[start]
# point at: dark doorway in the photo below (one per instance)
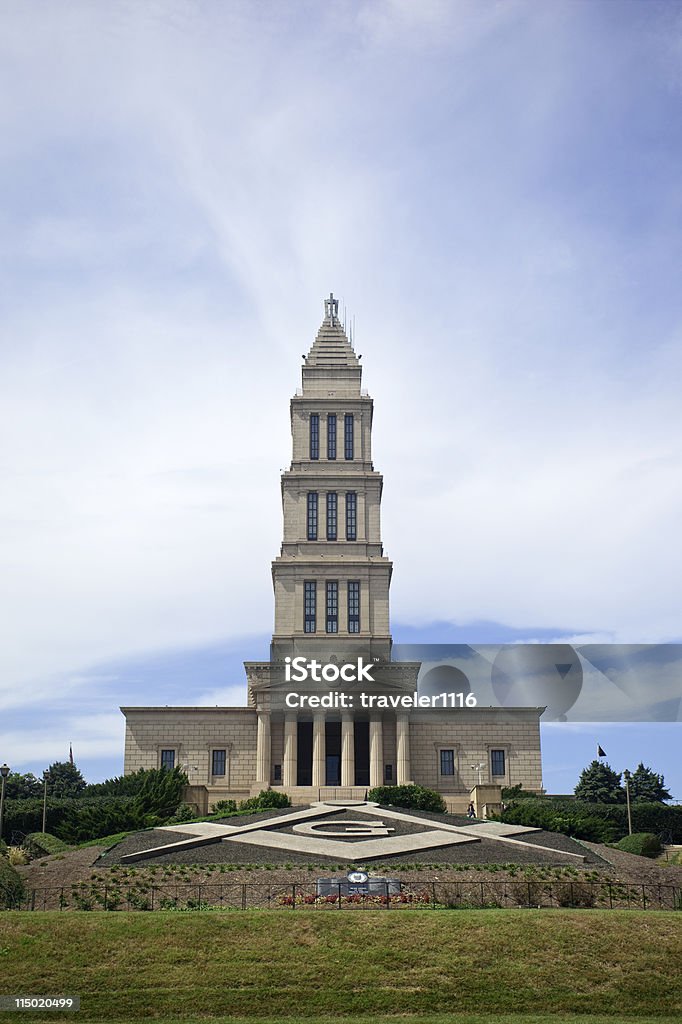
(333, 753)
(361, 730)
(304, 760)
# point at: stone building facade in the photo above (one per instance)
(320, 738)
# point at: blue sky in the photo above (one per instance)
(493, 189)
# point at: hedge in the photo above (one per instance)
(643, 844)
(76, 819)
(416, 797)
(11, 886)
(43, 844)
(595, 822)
[end]
Required task >>
Write out the listing above again, exactly, but with no pictures in the copy.

Result of this task >>
# point at: dark doorway in the photo below (one per instance)
(333, 753)
(361, 730)
(304, 760)
# point at: stone building facade in the photo above (one per instance)
(320, 738)
# point at: blue sky in the photo above (one per instance)
(493, 189)
# point at: hedge in the photo above (one per instance)
(643, 844)
(76, 819)
(416, 797)
(11, 886)
(43, 844)
(595, 822)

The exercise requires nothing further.